From the items below, copy out each line that contains the string "tennis". Matching is case-sensitive.

Items for identifying locations:
— Start —

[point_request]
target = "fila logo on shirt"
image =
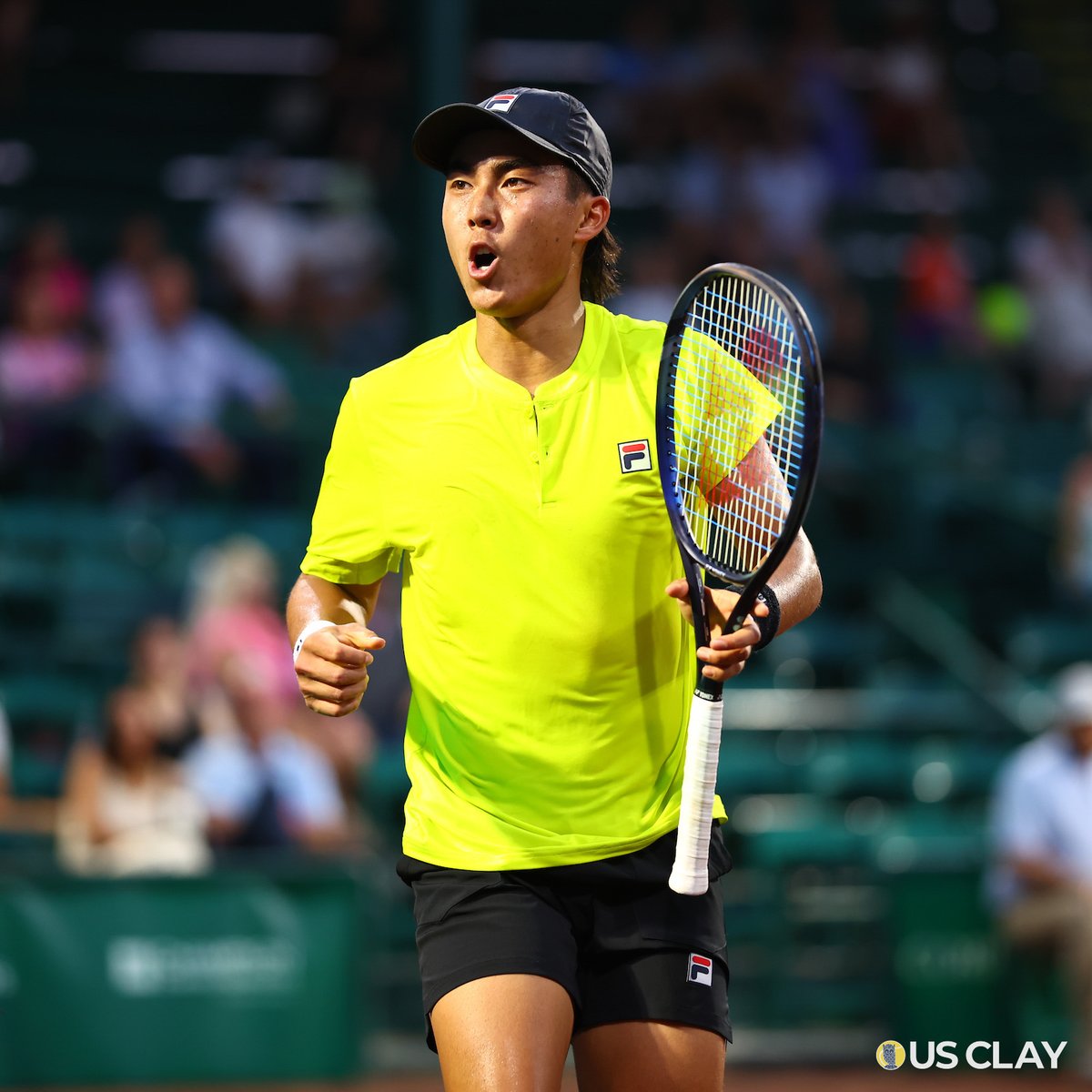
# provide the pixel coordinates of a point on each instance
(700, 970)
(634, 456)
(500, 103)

— End —
— Start —

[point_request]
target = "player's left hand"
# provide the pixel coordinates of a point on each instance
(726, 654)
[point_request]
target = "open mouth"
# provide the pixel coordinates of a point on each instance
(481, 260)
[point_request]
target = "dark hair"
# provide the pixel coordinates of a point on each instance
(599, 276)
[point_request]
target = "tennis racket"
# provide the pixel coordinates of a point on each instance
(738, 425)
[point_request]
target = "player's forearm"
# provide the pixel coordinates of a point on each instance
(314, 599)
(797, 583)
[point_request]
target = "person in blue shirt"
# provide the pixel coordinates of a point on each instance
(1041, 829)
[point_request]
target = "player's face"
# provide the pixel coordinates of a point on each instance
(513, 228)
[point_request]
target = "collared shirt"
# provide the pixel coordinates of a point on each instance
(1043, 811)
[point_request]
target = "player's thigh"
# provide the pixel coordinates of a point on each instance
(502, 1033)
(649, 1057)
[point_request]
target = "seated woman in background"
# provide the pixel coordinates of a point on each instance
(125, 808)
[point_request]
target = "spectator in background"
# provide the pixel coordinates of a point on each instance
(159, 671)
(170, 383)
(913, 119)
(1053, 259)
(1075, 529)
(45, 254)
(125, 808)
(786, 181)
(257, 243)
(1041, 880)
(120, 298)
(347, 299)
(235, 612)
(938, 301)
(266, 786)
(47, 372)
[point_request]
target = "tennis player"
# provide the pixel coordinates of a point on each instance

— End —

→ EXPECTED ANSWER:
target = "tennis racket"
target = "tennis player"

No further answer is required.